Stored items from a collection
►

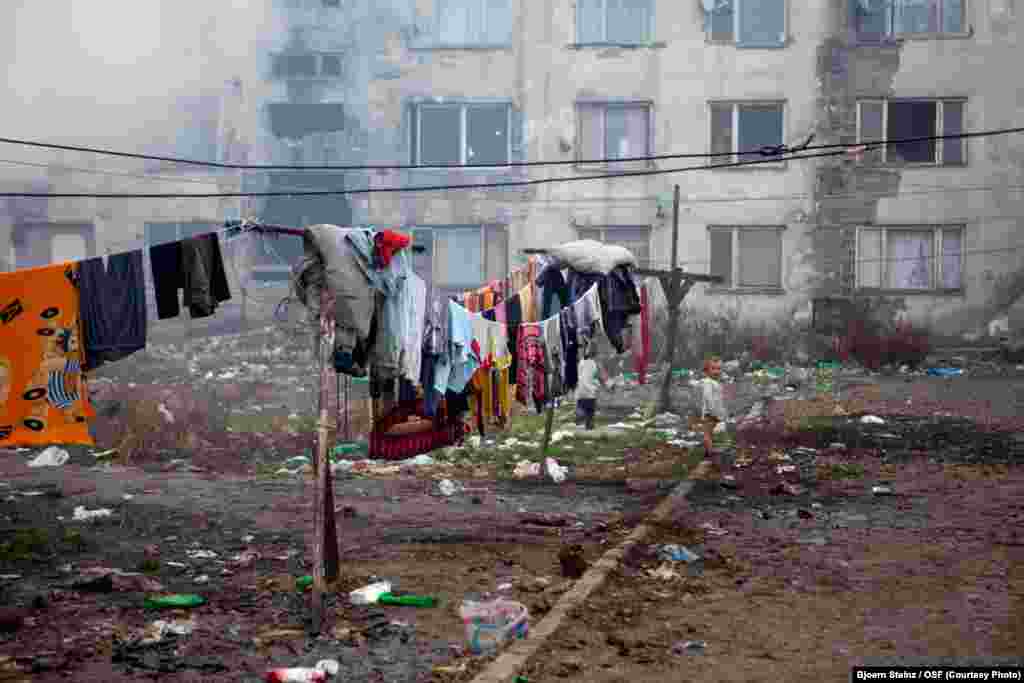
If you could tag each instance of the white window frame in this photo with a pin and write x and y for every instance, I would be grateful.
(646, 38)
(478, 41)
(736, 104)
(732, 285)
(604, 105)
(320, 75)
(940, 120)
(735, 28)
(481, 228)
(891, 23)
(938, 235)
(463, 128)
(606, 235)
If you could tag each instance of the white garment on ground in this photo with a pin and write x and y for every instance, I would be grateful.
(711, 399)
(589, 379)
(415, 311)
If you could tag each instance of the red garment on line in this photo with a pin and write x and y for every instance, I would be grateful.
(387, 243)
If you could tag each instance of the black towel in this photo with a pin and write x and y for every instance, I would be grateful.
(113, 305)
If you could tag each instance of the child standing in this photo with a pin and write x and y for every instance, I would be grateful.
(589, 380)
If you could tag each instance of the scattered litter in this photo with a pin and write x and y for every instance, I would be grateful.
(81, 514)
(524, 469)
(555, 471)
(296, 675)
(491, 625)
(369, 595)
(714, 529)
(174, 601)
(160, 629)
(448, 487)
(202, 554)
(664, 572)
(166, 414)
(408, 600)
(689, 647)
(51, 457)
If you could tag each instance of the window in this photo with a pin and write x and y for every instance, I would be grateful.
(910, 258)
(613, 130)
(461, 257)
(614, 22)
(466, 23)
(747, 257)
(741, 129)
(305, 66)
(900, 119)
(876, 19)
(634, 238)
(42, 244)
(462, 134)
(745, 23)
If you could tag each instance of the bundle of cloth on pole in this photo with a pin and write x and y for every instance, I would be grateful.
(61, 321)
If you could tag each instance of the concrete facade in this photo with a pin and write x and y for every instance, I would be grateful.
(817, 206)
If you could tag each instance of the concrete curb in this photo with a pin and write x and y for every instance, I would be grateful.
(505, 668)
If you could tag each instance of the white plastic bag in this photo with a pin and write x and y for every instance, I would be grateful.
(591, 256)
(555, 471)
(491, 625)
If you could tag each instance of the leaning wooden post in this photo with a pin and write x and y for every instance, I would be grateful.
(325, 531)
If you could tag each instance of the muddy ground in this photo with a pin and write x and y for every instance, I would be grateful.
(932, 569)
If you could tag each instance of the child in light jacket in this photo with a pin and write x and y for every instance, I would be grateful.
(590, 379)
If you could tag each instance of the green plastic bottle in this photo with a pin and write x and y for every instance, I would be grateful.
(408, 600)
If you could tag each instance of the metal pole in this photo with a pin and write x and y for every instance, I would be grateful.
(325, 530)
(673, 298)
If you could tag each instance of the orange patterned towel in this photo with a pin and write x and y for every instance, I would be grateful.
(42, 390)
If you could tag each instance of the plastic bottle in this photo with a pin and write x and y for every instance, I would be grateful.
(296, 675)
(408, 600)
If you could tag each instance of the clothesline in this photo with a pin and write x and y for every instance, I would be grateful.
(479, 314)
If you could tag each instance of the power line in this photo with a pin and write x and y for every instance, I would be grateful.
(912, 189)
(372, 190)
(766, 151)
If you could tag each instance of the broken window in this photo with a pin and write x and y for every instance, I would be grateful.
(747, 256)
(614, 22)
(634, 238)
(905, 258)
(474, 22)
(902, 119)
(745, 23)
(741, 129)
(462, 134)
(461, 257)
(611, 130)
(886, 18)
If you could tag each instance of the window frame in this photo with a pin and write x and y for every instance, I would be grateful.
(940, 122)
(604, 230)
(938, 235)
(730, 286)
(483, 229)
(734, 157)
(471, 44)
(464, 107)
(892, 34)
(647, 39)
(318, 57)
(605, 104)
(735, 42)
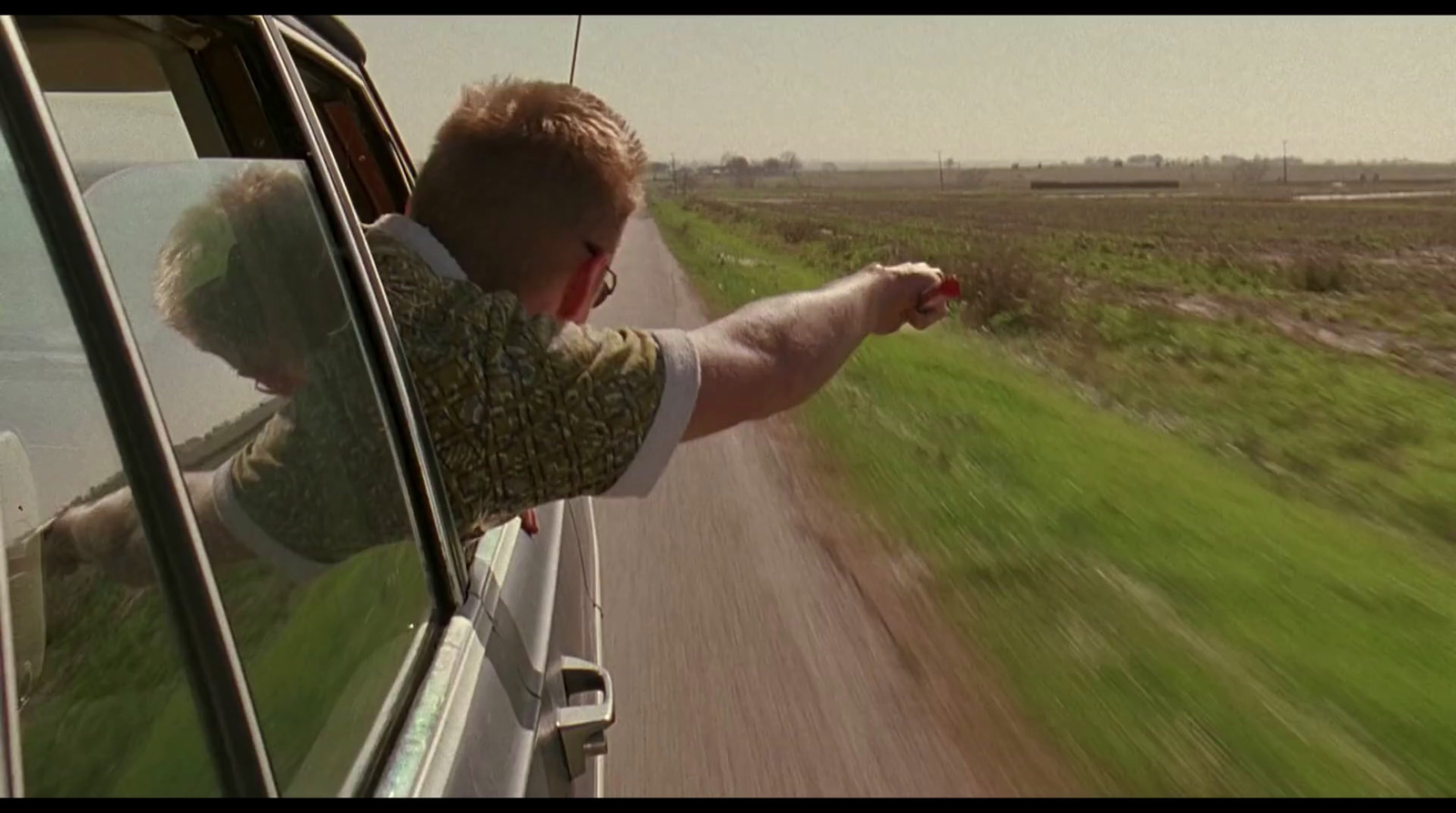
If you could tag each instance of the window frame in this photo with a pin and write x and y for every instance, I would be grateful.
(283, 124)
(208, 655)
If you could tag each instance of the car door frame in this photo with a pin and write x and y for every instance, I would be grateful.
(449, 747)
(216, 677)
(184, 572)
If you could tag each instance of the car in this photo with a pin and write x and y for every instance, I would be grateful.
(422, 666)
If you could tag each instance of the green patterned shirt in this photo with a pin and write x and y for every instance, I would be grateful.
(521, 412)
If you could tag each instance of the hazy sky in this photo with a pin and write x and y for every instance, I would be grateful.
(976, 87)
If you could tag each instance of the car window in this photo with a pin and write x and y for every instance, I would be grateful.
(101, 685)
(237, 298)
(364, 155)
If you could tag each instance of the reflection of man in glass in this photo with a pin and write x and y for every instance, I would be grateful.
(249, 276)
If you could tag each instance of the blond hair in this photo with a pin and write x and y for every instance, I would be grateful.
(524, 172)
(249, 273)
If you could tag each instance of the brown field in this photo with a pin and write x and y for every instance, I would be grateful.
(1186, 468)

◄

Starting with the line that holds "If you could tag each instance of the broken", repeat exactly every line through the end of the material above, both ends included, without the pictures.

• Exercise solution:
If you could tag each instance of the broken window in this photo with a pin and write x and y for every instance, I would be grateful.
(747, 256)
(614, 22)
(634, 238)
(905, 258)
(474, 22)
(902, 119)
(745, 23)
(741, 129)
(462, 134)
(461, 257)
(611, 130)
(886, 18)
If you could tag each instance of the window frame in this photo with a pin and write x and y for every instance, I would be grateful.
(940, 122)
(604, 230)
(938, 235)
(730, 286)
(483, 229)
(734, 157)
(471, 44)
(464, 107)
(892, 34)
(647, 39)
(318, 57)
(605, 104)
(735, 42)
If you could tag each instance of the window frame in this photo with a pin and write x and y for every instance, I would be grateful.
(283, 124)
(208, 655)
If you could tag each instance of the car door frame in this photo with a pin and write x and y for every instance, I would be grateful.
(449, 747)
(216, 677)
(184, 572)
If you could tag each instance of the car in this photo with a pin and write x and y for every instance, I would be grateful.
(422, 666)
If you could tag each instance of the green patterned shirt in this photo with a pin and write x and y for every instance, I would be grateful.
(521, 412)
If you could tag each instance of the hazy sky in this photo with a pin and write x and y for every instance, I would be grateful.
(976, 87)
If you could tag each instance of the car window in this photo with a pin and write x and y for every instance, I would be grateful.
(101, 685)
(237, 298)
(364, 155)
If you could tag each instance of the reflection of man in glass in this photo with a pin and write x and y for every instance, I would be grateful.
(249, 276)
If you could tag each instance of the blond hair in this photo with a pin and write x and y for every instance, I would be grateful.
(524, 172)
(249, 273)
If you could tag each instance of the brown field in this photo with a pin and write x and y for every instance, I would be grateful.
(1186, 468)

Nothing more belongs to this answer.